Text extract:

* * * * * * * * *

In India, the power of police to freeze bank accounts during criminal investigations has long been a subject of judicial scrutiny, balancing the needs of effective probing with the protection of individual rights. With the transition to the new criminal laws under the Bharatiya Nagarik Suraksha Sanhita, 2023 (BNSS)—which replaced the Code of Criminal Procedure, 1973 (CrPC) effective July 1, 2024—the legal framework remains dynamic. Recent judgments from the Supreme Court and various High Courts have clarified, refined, and in some cases restricted this power, particularly in cyber fraud and financial crime cases.
Legal Basis for Freezing Bank Accounts
The foundational authority stems from Section 102 of the CrPC, now renumbered as Section 106 of the BNSS. This provision empowers any police officer to seize any property suspected to be stolen or linked to the commission of an offence. The Supreme Court, in the landmark case of State of Maharashtra v. Tapas D. Neogy (1999) 7 SCC 685, explicitly held that a bank account constitutes “property” under this section, allowing police to issue directions to banks to freeze accounts (often through a “debit freeze” or lien) without a prior court order.
This power was reaffirmed in subsequent rulings, such as Teesta Atul Setalvad v. State of Gujarat (2018) 2 SCC 372, where the Apex Court upheld freezing based on reasonable suspicion during investigation.
In a significant development on December 10, 2025, the Supreme Court in State of West Bengal v. Anil Kumar Dey (2025 INSC 1413) ruled that police can invoke Section 102 CrPC (now Section 106 BNSS) to freeze bank accounts even in cases under the Prevention of Corruption Act, 1988. The Court clarified that general seizure powers under the procedural code operate independently and are not overridden by special attachment mechanisms in other statutes. This judgment overturned a Calcutta High Court decision and emphasized the need for prompt action to prevent dissipation of illicit funds.
Key Conditions and Limitations
While the power exists, courts have imposed stringent safeguards to prevent abuse:
- Reasonable Suspicion Required: There must be material indicating a nexus between the account and the crime. Freezing cannot be arbitrary.
- Mandatory Reporting to Magistrate: Section 106(3) BNSS requires the police to forthwith report the seizure to the jurisdictional Magistrate. Failure to do so can render the freeze illegal.
- Proportionality Principle: Courts have repeatedly held that freezing the entire account is disproportionate unless the whole balance is tainted. Only the specific amount linked to the offence should be frozen or placed under lien.
In Mohammed Saifullah v. Reserve Bank of India (W.P. No. 25631 of 2024, decided September 10, 2024, Madras High Court), Justice G. Jayachandran ruled that blanket freezes violate the account holder’s right to livelihood under Article 21 of the Constitution. The Court directed de-freezing except for a lien on the suspected amount (Rs. 2.5 lakh in that case).
Similar views were echoed in other 2024-2025 Madras High Court orders, criticizing perpetual or unquantified freezes.
Distinction Between Seizure and Attachment: Under the new BNSS, a key evolution is the introduction of Section 107, which specifically deals with attachment of proceeds of crime. Recent High Court rulings have held that debit-freezing (preventing all debits) amounts to attachment, not mere seizure.

* * * * * * * * *

Annotation data for object locations:
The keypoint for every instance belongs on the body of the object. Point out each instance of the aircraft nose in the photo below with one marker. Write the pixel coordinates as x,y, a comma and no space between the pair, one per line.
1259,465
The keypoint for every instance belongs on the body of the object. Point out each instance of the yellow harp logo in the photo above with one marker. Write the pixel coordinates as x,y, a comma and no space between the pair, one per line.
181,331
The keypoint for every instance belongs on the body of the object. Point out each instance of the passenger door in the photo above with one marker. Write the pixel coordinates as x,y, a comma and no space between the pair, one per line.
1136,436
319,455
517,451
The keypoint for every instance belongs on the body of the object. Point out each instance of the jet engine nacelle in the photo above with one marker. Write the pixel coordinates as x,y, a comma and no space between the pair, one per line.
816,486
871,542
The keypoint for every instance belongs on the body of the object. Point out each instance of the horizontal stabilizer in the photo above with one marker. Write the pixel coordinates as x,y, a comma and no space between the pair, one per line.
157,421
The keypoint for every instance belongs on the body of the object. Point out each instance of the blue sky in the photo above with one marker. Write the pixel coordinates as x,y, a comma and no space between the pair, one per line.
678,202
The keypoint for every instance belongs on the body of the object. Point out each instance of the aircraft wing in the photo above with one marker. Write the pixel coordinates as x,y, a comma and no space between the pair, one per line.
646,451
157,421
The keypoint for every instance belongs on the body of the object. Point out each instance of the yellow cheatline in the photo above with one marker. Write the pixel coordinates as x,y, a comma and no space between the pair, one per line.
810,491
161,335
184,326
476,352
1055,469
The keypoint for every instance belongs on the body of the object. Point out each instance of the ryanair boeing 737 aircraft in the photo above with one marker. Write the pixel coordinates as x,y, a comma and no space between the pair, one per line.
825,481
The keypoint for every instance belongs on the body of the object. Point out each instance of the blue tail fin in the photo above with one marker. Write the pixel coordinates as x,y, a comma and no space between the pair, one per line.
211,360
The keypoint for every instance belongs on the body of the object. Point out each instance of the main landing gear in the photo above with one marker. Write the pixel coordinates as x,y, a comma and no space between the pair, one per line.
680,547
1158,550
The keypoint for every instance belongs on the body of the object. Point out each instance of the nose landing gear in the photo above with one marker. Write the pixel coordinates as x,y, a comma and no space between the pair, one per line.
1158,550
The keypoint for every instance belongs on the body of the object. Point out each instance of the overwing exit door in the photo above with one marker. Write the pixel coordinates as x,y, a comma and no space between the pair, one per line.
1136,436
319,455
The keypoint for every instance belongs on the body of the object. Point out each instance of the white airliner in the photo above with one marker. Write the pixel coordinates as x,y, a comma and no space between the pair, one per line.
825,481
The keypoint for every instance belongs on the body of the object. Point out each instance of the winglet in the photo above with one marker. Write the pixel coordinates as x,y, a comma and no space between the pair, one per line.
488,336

* * * * * * * * *

Required task: Please carry on the text on police powers to freeze bank accounts in India, starting after its last sentence.

Response to the exercise:
In Headstar Global Pvt. Ltd. v. State of Kerala (Crl. M.C. No. 3740 of 2025, decided June 2025, Kerala High Court), the Court ruled that police cannot freeze accounts under Section 106 for proceeds of crime; they must approach the Magistrate under Section 107 for attachment orders.
Following this, the Bombay High Court in Kartik Yogeshwar Chatur v. Union of India (2025 SCC OnLine Bom 4778, decided November 20, 2025) quashed multiple debit-freeze orders in cyber fraud cases, holding that investigating agencies have no power to debit-freeze under Section 106 BNSS. Only a lien on the disputed amount is permissible without Magistrate approval; full attachment requires Section 107 proceedings.
The Allahabad High Court in Marufa Begum v. Union of India (2025 AHC 190289, November 2025) upheld police power to freeze on suspicion but stressed reporting to the Magistrate and allowing affected parties to seek relief.
Common Scenarios and Practical Application
This power is most frequently exercised in cybercrimes, financial frauds, and corruption cases, often triggered by complaints on the National Cyber Crime Reporting Portal. Police issue letters to banks, which comply to avoid liability. However, post-2025 judgments (especially Bombay and Kerala) suggest a shift: in cyber frauds involving “mule accounts,” police may only request liens on traced amounts, not full freezes, unless judicially authorized under Section 107.
Remedies If Your Account Is Frozen
Account holders are not without recourse:
Contact the Bank and Police: Obtain details of the freeze order and submit explanations/documents proving legitimacy.
Approach the Magistrate: Under Section 503 BNSS (equivalent to old Section 457 CrPC), seek release of property if no nexus is established.
High Court Petition: File under Article 226 for writ relief if the freeze is arbitrary. Courts often order partial/full de-freezing, as seen in multiple 2024-2025 cases.
Compensation: In egregious cases, courts have allowed claims for damages caused by unlawful freezes.
In egregious cases of unlawful or arbitrary freezing of bank accounts by police or investigating agencies in India, courts have recognized the severe financial, business, and livelihood impacts—often violating rights under Articles 19(1)(g) and 21 of the Constitution—and permitted affected account holders to claim compensation for damages, though direct awards remain rare as of December 2025.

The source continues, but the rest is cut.